* BEGIN *
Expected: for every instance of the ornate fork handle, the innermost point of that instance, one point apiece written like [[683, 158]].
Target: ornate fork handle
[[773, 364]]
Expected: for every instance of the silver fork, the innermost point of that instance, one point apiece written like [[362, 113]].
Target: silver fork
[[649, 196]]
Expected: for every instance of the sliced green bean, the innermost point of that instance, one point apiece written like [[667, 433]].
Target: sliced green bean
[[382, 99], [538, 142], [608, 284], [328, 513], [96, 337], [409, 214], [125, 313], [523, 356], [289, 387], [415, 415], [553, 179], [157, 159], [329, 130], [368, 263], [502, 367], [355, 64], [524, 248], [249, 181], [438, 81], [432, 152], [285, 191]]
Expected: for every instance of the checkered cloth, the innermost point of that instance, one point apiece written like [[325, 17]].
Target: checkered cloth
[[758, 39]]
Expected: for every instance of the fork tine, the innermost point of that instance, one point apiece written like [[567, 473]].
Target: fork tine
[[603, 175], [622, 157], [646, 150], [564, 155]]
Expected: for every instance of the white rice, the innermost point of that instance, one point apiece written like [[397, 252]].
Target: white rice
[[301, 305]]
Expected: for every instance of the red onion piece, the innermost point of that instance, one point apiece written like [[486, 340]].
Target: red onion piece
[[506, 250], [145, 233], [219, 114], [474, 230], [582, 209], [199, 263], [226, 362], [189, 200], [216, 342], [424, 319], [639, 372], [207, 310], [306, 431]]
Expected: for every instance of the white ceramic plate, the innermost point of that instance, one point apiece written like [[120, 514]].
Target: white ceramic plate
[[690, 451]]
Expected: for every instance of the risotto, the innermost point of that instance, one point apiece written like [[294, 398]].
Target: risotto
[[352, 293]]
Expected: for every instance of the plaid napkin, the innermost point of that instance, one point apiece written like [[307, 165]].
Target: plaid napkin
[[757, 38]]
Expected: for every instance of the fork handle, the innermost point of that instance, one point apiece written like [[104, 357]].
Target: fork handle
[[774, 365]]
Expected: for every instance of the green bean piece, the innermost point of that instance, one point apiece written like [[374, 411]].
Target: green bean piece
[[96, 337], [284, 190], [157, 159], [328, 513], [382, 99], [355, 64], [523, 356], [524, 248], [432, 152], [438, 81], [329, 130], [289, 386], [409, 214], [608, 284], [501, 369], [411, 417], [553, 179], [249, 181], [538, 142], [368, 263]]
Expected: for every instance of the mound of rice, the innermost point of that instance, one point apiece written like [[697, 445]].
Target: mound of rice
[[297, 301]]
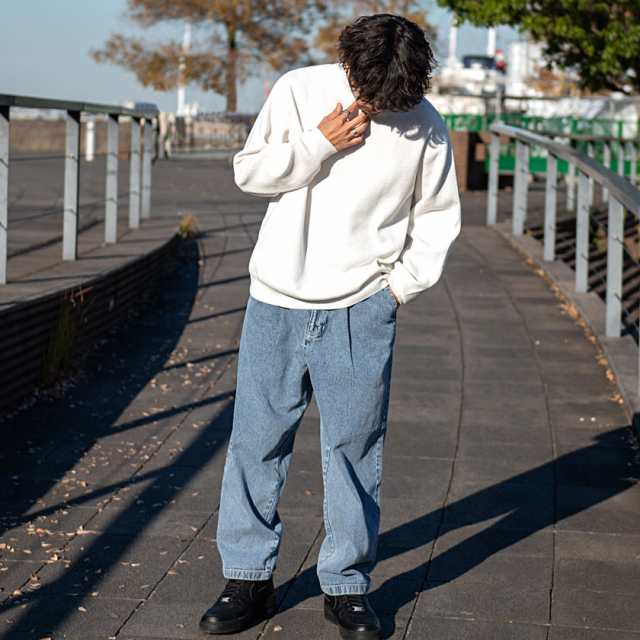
* END *
Reproduce only the lines between those holding "Expected: for every instance of the fork handle, the" and "142], [368, 263]]", inclusive, leaving the requests unchanged. In the answers, multiply every point coordinate by 2.35 and round it to a whole number, rounding halves up.

_The result_.
Expected: for every instance of the fork handle, the innermost point of that instance, one point apiece written like [[104, 357]].
Target: fork handle
[[1819, 858]]
Expected: for every instance of the green bean piece, the innermost point of that instance, one point apiece written like [[374, 411]].
Target: green bean piece
[[226, 792], [667, 447], [369, 374], [771, 1206], [898, 233], [834, 150], [1229, 837], [1231, 583], [1015, 357], [1029, 190], [773, 306], [679, 907], [961, 503], [1429, 667], [1177, 867], [966, 980], [1300, 421], [585, 425], [1264, 334], [865, 618]]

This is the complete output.